Page:Thomas Hare - The Election of Representatives, parliamentary and municipal.djvu/266

This page has been proofread, but needs to be validated.
214
THE DESIGNATION OF MEMBERS AND CONSTITUENCIES.

of adequately representing such a heterogeneous combination of men. The result is inevitable. The crowd of electors is persuaded by the more cunning to apply some test, which affords no more proof of the fitness of the candidate for a legislator than if they had taken him by weight or measure,—something which the most ignorant man may answer. The small degree in which he differs from the lowest and commonest order of mind amongst them may be his recommendation. The chance of any candidate of a higher order of intelligence is so small, that no man will waste his fortune upon it; and the very considerable number of components of the electoral body, who, with delight, would have chosen a superior man, have no opportunity of judging by comparison, or of making a better selection.

(Records from a dataset)
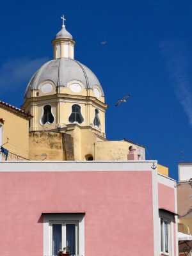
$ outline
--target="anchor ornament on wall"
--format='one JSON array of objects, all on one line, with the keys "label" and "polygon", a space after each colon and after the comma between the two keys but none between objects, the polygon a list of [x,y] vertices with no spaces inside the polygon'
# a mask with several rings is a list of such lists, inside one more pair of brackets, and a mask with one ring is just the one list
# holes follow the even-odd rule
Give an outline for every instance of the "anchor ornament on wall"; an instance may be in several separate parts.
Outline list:
[{"label": "anchor ornament on wall", "polygon": [[155,165],[155,163],[153,163],[153,165],[151,166],[151,168],[152,168],[153,170],[156,170],[156,169],[157,166]]}]

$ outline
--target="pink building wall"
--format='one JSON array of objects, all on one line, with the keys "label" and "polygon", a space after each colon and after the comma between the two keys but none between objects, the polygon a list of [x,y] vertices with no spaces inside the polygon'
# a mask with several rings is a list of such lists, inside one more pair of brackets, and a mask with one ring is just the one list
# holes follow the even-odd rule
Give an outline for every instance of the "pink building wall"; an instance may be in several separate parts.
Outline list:
[{"label": "pink building wall", "polygon": [[154,255],[154,171],[145,164],[140,170],[140,164],[115,169],[115,163],[113,170],[107,165],[99,171],[89,171],[90,165],[84,171],[78,165],[68,171],[12,166],[3,171],[0,163],[0,255],[44,255],[42,212],[85,212],[86,256]]}]

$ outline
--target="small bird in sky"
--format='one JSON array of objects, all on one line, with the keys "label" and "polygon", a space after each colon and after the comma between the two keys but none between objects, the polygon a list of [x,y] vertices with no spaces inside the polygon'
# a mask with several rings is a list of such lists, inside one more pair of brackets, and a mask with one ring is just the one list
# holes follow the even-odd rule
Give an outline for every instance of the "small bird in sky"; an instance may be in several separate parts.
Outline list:
[{"label": "small bird in sky", "polygon": [[130,97],[130,96],[131,96],[131,94],[127,94],[127,95],[124,97],[124,98],[122,98],[122,99],[119,100],[116,103],[116,104],[115,105],[115,107],[116,107],[117,106],[118,106],[122,102],[126,102],[126,99],[129,98],[129,97]]}]

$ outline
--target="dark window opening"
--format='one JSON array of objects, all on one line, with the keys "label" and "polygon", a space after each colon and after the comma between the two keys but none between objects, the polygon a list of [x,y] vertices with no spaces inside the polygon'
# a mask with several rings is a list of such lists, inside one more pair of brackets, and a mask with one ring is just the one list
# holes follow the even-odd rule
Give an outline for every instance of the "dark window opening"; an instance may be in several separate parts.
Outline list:
[{"label": "dark window opening", "polygon": [[51,106],[46,105],[44,107],[44,115],[42,118],[42,124],[46,123],[52,124],[54,122],[54,116],[51,113]]},{"label": "dark window opening", "polygon": [[70,123],[77,122],[81,124],[83,122],[83,117],[81,113],[81,108],[79,105],[73,105],[72,106],[72,113],[68,118],[68,121]]},{"label": "dark window opening", "polygon": [[95,109],[95,118],[93,120],[93,124],[95,126],[97,126],[98,128],[100,127],[100,120],[99,120],[99,110],[96,108]]},{"label": "dark window opening", "polygon": [[85,159],[86,159],[86,161],[93,161],[93,157],[90,154],[88,154],[88,155],[85,156]]}]

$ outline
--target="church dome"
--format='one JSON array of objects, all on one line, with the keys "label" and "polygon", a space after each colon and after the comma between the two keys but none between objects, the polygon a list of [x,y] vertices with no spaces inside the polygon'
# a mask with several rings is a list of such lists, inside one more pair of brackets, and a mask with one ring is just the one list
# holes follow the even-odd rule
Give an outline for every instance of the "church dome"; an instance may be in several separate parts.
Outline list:
[{"label": "church dome", "polygon": [[67,58],[61,58],[47,62],[32,76],[29,81],[27,92],[38,90],[40,84],[44,81],[52,81],[56,86],[67,87],[68,83],[73,80],[81,81],[86,89],[93,90],[99,86],[104,96],[101,85],[94,73],[80,62]]}]

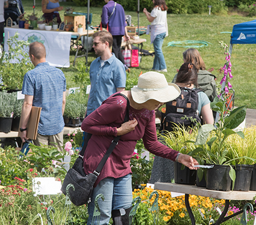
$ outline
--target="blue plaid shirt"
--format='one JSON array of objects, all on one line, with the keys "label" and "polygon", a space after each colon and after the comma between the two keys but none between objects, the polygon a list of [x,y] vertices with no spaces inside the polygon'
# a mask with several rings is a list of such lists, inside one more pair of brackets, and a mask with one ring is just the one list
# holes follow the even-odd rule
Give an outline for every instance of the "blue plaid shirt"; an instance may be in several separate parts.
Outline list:
[{"label": "blue plaid shirt", "polygon": [[42,107],[39,134],[54,135],[63,130],[62,101],[66,88],[63,73],[48,62],[37,64],[25,74],[22,94],[34,96],[33,106]]},{"label": "blue plaid shirt", "polygon": [[102,67],[101,57],[97,58],[90,66],[92,88],[87,104],[89,115],[98,109],[110,95],[116,93],[117,88],[125,88],[126,73],[123,64],[112,53]]}]

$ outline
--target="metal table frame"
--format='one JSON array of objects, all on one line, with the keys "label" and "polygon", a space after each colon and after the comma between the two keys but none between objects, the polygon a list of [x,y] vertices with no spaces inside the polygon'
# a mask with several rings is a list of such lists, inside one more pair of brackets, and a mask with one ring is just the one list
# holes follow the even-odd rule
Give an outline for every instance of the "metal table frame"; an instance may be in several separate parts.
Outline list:
[{"label": "metal table frame", "polygon": [[[194,215],[191,210],[189,204],[189,197],[190,194],[196,196],[210,197],[214,199],[225,199],[225,204],[224,210],[217,221],[213,224],[219,225],[221,223],[226,221],[226,220],[234,217],[241,213],[243,212],[243,210],[231,215],[228,217],[225,217],[228,212],[230,200],[249,200],[253,199],[256,195],[256,191],[214,191],[211,190],[207,190],[205,188],[196,187],[193,185],[185,185],[180,184],[172,183],[155,183],[155,189],[160,190],[167,191],[178,192],[185,194],[185,205],[187,208],[187,212],[189,217],[190,217],[192,225],[196,224]],[[256,207],[256,205],[254,205],[254,208]]]}]

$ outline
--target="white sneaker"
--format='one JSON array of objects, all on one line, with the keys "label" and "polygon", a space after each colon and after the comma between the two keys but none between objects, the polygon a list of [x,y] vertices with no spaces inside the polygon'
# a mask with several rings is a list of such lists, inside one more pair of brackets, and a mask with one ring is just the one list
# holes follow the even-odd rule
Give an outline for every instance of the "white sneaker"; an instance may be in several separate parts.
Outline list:
[{"label": "white sneaker", "polygon": [[163,69],[163,70],[155,70],[156,72],[162,72],[162,73],[166,73],[167,72],[167,69]]}]

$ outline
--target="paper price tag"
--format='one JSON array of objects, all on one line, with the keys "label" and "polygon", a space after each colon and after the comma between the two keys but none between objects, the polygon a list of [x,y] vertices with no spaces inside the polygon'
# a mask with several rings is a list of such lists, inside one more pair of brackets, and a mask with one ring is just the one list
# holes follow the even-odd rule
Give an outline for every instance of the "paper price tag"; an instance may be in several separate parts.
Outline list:
[{"label": "paper price tag", "polygon": [[91,86],[87,85],[87,88],[86,88],[86,94],[90,94],[90,91],[91,91]]},{"label": "paper price tag", "polygon": [[21,91],[17,92],[17,100],[20,100],[21,99],[25,98],[25,95],[21,94]]}]

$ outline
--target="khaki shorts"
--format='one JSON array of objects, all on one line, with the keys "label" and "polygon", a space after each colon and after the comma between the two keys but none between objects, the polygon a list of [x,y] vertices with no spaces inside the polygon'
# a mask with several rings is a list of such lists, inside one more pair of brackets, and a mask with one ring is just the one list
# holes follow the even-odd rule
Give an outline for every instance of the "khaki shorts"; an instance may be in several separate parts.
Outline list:
[{"label": "khaki shorts", "polygon": [[34,140],[34,144],[37,146],[41,145],[51,145],[58,148],[60,152],[63,151],[63,131],[54,135],[42,135],[37,134],[37,139]]}]

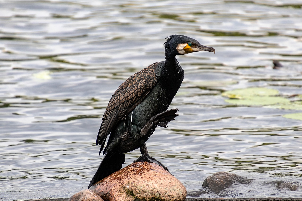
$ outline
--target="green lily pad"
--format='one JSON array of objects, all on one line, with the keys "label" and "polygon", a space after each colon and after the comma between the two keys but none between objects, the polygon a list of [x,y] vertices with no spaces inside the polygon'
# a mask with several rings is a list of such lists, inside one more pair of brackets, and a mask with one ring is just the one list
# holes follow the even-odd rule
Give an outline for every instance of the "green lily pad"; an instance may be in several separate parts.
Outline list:
[{"label": "green lily pad", "polygon": [[232,104],[243,105],[267,105],[289,102],[288,99],[276,96],[246,96],[239,99],[232,99],[225,100],[226,102]]},{"label": "green lily pad", "polygon": [[237,81],[234,80],[214,80],[210,81],[190,81],[189,83],[191,84],[198,86],[204,87],[224,87],[232,85],[234,85],[238,83]]},{"label": "green lily pad", "polygon": [[302,120],[302,113],[293,113],[284,114],[282,116],[288,119],[293,119],[298,120]]},{"label": "green lily pad", "polygon": [[239,89],[230,91],[227,91],[223,93],[223,96],[229,97],[230,95],[234,94],[244,97],[247,96],[275,96],[278,94],[279,92],[278,90],[272,89],[268,89],[264,87],[252,87],[246,89]]},{"label": "green lily pad", "polygon": [[49,80],[51,79],[51,77],[50,75],[51,73],[49,71],[44,71],[40,72],[33,74],[33,76],[36,78],[41,80]]},{"label": "green lily pad", "polygon": [[278,109],[302,110],[302,102],[301,101],[295,101],[293,103],[286,103],[278,105],[270,105],[268,107],[269,107],[276,108]]}]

■ **CHALLENGES**:
1. Using the passage on electing representatives, decide whether each statement agrees with it, answering yes or no and quoting the words that settle it. (a) Electors are persuaded by the more cunning to apply some test to candidates. (b) A candidate of a higher order of intelligence stands a good chance of election. (c) Electors who would have preferred a superior man have ample opportunity to judge by comparison.
2. According to the passage on electing representatives, what may serve as a candidate's recommendation?

■ **LIST OF SOLUTIONS**:
1.
(a) Yes: "The crowd of electors is persuaded by the more cunning to apply some test"
(b) No: "The chance of any candidate of a higher order of intelligence is so small, that no man will waste his fortune upon it"
(c) No: "have no opportunity of judging by comparison, or of making a better selection"

2. The small degree in which he differs from the lowest and commonest order of mind among the electors.